> [TO-DO LIST]
1. Please say whether each statement agrees with the comment on follower sync: (a) in the commenter's case the snapshot takes about four seconds; (b) the follower keeps acking the leader while the snapshot runs; (c) once the connection closes, the follower gets a broken pipe exception. Answer each with yes or no and quote the deciding words of the comment.
2. Continue the comment on follower sync from its last sentence.

> [TEXT SHOWN]
You are viewing a plain text version of this content. The canonical link for it is here.
Posted to dev@zookeeper.apache.org by "helei (JIRA)" <ji...@apache.org> on 2011/07/04 07:54:22 UTC

[jira] [Commented] (ZOOKEEPER-1115) follower can not sync with leader

    [ https://issues.apache.org/jira/browse/ZOOKEEPER-1115?page=com.atlassian.jira.plugin.system.issuetabpanels:comment-tabpanel&focusedCommentId=13059326#comment-13059326 ] 

helei commented on ZOOKEEPER-1115:
----------------------------------

Hi, guys. After follower get synced with leader, we will call zk.takeSnapshot in communication thread in Learner.java. And this is a function may block. In my case, it takes about 4 seconds to finish the snap. During this period, follower would not ack leader, and leader would thought that something happend to this follower, and close the connection with this follower. After that the follower will receive a broken pipe exception, and it will retry after that. Of cause it will fail time after time.

> [PROVIDED DATA]
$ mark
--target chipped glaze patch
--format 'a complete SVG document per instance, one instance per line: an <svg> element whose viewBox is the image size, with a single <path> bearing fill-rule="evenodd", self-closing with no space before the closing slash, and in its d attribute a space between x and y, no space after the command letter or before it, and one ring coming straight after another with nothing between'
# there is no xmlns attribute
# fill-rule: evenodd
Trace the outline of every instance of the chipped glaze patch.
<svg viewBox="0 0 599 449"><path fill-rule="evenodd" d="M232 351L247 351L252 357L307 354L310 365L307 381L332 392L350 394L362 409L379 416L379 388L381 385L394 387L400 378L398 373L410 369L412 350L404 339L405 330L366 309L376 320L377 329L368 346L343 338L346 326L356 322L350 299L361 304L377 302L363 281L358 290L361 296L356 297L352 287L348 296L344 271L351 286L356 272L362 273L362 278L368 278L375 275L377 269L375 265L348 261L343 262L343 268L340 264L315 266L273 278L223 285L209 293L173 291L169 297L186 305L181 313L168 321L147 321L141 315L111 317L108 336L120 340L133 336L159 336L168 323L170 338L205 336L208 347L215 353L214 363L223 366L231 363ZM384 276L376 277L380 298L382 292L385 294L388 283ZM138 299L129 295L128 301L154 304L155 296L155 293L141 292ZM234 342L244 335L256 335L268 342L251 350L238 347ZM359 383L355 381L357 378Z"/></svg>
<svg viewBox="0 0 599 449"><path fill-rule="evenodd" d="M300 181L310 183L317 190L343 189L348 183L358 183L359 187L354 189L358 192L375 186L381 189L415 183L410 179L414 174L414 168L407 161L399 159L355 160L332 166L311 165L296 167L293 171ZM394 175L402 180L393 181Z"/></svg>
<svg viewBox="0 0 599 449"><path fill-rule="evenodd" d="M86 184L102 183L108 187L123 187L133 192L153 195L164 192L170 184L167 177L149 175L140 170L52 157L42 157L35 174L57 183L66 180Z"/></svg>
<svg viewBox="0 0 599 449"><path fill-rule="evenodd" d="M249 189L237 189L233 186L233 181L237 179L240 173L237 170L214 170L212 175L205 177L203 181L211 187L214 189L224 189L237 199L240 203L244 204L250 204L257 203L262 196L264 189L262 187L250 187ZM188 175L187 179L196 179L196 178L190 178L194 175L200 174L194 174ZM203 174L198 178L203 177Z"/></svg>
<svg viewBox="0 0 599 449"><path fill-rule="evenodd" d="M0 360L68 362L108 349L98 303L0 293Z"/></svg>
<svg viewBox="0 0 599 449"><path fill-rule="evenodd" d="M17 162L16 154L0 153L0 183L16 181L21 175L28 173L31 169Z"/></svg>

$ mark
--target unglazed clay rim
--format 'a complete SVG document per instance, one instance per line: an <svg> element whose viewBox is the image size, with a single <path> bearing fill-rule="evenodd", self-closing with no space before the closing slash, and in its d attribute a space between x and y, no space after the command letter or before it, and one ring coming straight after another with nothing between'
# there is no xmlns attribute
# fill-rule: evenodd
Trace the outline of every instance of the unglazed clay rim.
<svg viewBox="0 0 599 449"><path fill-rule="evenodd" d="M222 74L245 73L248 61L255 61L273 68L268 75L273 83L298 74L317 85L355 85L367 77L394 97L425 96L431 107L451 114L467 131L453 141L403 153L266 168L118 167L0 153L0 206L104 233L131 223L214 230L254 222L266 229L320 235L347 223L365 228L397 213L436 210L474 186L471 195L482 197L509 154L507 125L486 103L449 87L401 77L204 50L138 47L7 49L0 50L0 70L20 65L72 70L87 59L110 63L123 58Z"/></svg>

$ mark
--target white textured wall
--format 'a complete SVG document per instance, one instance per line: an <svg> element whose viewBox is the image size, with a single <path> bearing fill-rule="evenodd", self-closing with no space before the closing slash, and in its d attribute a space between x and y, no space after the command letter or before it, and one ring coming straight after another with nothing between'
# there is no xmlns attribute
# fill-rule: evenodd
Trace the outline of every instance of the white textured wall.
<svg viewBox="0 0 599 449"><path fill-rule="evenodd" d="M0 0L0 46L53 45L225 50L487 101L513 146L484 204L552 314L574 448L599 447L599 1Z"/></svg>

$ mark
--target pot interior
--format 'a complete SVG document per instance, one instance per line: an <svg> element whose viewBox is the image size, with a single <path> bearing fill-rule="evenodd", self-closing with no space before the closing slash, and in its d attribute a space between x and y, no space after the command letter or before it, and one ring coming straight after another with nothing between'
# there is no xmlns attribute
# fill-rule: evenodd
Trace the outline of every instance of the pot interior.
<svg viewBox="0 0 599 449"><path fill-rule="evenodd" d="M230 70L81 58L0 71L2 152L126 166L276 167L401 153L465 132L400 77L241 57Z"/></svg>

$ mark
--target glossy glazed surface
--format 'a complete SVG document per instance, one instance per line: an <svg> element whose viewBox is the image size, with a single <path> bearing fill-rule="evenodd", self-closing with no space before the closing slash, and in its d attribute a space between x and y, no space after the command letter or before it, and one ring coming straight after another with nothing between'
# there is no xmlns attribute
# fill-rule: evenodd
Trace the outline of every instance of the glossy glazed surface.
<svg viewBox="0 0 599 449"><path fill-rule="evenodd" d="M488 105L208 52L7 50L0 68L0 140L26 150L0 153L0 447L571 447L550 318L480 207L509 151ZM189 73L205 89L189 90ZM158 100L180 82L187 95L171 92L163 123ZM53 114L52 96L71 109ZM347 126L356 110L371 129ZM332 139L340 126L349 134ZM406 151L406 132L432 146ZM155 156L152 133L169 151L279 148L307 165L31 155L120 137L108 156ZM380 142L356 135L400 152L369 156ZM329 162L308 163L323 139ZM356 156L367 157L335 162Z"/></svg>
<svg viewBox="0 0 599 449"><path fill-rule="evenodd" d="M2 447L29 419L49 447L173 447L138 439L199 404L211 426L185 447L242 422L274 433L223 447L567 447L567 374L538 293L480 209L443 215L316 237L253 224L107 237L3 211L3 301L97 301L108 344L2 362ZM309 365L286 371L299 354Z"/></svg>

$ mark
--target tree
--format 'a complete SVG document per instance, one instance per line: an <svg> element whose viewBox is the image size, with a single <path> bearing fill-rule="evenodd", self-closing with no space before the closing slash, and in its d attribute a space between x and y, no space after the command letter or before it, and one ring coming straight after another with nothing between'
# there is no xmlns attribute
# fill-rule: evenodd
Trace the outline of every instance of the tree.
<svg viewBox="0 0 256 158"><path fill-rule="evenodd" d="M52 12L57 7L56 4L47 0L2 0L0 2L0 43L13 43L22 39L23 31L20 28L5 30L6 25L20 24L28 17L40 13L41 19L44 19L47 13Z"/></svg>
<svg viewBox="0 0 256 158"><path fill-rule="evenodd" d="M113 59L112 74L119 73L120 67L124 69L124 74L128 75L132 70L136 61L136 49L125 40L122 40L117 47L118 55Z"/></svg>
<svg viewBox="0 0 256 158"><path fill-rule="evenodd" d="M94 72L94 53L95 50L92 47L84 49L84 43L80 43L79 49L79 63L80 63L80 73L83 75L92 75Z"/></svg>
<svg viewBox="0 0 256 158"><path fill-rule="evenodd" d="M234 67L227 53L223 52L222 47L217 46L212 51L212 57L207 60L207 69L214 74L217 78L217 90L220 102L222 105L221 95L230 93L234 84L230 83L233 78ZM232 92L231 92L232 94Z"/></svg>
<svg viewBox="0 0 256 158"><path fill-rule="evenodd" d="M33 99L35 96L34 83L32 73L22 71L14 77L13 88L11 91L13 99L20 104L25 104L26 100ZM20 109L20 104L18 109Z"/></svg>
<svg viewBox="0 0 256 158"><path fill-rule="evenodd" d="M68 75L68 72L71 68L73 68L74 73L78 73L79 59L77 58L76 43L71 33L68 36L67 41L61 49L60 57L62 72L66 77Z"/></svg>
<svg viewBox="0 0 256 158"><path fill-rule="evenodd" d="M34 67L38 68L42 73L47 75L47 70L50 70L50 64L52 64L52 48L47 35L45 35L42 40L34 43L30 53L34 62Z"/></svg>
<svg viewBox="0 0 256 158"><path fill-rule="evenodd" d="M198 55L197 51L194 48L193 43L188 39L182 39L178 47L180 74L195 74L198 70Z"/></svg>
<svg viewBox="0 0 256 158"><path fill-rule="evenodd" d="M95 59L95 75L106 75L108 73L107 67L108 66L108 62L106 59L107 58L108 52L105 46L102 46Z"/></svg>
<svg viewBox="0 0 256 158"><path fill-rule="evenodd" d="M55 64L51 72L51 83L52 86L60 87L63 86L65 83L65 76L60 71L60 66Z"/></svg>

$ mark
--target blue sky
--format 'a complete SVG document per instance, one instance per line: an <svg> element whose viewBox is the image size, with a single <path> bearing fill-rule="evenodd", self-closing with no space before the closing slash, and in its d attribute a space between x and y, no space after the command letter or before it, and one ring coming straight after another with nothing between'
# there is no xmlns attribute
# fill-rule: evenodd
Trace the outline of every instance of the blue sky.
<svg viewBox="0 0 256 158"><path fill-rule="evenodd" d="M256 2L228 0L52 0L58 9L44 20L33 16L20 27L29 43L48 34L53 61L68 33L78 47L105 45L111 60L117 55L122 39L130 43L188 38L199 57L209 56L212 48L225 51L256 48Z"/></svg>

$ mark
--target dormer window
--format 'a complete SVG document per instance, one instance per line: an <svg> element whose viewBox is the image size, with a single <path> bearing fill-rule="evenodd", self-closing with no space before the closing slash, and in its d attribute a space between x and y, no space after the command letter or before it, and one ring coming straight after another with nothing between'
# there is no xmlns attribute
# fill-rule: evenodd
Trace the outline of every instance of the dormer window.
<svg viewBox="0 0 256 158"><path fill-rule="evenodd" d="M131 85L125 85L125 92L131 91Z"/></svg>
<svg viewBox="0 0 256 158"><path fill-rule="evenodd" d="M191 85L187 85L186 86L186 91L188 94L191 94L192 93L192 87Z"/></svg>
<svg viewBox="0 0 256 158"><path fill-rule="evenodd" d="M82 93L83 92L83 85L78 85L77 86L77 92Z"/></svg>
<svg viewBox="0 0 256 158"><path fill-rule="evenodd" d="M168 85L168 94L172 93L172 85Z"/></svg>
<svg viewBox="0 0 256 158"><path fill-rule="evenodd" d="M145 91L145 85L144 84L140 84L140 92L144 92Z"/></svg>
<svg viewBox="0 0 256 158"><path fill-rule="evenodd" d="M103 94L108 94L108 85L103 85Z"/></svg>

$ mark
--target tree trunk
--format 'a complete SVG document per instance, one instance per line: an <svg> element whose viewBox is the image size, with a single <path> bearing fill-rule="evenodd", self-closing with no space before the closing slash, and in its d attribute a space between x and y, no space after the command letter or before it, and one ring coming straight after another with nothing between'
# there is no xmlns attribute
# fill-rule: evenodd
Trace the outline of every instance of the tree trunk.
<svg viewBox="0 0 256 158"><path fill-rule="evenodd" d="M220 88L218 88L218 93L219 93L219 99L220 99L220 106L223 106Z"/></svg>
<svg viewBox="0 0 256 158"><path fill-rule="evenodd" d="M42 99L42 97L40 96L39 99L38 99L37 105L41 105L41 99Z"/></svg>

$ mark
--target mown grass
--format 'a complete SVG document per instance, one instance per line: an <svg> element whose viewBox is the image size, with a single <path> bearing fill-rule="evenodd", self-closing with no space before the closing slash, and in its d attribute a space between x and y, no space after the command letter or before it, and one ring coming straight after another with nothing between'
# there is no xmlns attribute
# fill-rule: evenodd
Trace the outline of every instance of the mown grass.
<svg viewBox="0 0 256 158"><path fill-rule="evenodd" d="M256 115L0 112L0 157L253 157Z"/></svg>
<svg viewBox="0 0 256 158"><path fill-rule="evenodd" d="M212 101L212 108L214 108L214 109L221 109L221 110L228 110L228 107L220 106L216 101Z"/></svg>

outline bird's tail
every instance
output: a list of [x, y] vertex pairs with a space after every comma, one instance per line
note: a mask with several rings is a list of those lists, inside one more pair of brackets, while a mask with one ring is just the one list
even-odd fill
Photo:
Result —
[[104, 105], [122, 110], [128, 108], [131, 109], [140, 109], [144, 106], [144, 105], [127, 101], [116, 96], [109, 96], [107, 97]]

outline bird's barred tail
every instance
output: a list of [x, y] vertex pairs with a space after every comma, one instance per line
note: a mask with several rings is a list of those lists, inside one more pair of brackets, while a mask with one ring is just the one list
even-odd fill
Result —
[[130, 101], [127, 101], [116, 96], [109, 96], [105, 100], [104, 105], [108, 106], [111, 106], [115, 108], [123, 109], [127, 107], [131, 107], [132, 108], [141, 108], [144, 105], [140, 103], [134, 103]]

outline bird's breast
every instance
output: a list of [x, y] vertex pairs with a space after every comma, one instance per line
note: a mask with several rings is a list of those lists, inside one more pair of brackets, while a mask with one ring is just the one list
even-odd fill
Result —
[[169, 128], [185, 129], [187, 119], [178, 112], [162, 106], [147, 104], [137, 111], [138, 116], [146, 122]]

> [FINAL ANSWERS]
1.
(a) Yes: "it takes about 4 seconds to finish the snap"
(b) No: "During this period, follower would not ack leader"
(c) Yes: "the follower will receive a broken pipe exception"

2.
I think it is a problem.
thanks

> follower can not sync with leader
> ---------------------------------
>
>                 Key: ZOOKEEPER-1115
>                 URL: https://issues.apache.org/jira/browse/ZOOKEEPER-1115
>             Project: ZooKeeper
>          Issue Type: Bug
>          Components: quorum
>    Affects Versions: 3.3.0, 3.3.3
>         Environment: linux rhel 4, x64, java version 1.4.2
>            Reporter: helei
>            Priority: Critical
>
> there are 5 members in the quorum. one follower can not sync with leader after restart. it seems leader has close the data connection with this follower because of read timeout. here is the key log in follower:
> 2011-06-30 22:14:45,069 - WARN  [Thread-17:QuorumCnxManager$RecvWorker@658] - Connection broken: 
> java.nio.channels.ClosedChannelException
>         at sun.nio.ch.SocketChannelImpl.ensureReadOpen(SocketChannelImpl.java:113)
>         at sun.nio.ch.SocketChannelImpl.read(SocketChannelImpl.java:156)
>         at org.apache.zookeeper.server.quorum.QuorumCnxManager$RecvWorker.run(QuorumCnxManager.java:629)
> 2011-06-30 22:14:45,069 - INFO  [QuorumPeer:/0.0.0.0:2181:FastLeaderElection@689] - Notification: 3, 17198470148, 3, 3, LOOKING, LOOKING, 3
> 2011-06-30 22:14:45,070 - ERROR [Thread-16:QuorumCnxManager$SendWorker@559] - Failed to send last message. Shutting down thread.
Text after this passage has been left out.